* **Record extracts**
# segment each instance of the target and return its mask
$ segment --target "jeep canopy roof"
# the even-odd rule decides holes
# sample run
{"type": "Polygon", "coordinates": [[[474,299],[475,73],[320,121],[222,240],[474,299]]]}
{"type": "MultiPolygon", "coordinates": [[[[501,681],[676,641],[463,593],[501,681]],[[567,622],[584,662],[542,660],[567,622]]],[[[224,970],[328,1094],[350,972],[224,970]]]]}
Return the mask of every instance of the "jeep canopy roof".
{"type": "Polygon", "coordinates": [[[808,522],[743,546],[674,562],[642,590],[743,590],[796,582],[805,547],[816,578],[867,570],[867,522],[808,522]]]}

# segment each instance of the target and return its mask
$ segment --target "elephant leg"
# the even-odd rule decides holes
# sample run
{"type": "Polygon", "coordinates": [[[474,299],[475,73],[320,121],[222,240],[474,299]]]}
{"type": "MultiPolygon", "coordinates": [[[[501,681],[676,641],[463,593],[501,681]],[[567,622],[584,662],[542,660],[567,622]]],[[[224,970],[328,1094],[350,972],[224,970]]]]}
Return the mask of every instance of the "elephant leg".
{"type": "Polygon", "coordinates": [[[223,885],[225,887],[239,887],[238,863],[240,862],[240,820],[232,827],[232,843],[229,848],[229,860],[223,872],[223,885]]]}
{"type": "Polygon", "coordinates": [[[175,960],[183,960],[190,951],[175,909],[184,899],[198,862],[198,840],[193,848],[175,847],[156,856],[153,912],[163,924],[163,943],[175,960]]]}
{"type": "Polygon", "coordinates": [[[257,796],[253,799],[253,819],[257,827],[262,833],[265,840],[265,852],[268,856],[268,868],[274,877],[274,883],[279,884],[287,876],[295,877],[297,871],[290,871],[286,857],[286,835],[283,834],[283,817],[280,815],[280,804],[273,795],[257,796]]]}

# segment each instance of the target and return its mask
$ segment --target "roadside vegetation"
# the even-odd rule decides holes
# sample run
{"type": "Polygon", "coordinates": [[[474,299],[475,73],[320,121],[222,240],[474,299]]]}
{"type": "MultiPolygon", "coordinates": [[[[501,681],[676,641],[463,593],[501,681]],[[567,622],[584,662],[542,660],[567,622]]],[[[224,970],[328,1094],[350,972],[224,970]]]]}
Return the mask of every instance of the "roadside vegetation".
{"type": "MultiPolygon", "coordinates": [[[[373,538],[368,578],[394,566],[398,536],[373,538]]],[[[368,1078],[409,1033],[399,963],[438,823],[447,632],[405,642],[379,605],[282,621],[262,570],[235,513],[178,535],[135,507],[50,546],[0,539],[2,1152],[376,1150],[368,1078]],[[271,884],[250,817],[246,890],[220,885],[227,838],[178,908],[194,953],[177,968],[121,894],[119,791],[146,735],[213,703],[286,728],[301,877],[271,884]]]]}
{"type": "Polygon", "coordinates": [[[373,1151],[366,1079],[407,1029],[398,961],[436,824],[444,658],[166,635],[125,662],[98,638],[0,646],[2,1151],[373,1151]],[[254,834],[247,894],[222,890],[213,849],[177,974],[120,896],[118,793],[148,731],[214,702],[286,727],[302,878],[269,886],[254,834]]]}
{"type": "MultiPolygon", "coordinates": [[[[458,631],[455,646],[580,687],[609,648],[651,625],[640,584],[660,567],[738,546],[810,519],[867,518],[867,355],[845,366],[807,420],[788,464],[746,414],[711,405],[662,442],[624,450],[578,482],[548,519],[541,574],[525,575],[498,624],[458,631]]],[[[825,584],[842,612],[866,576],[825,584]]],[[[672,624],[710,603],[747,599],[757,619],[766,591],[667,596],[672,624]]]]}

* **What is required**
Pull out every line in the records that contains the string "roof". Case matters.

* **Reply to the exercise**
$ segment --target "jeep canopy roof"
Return the mask of every instance of the "jeep canopy roof".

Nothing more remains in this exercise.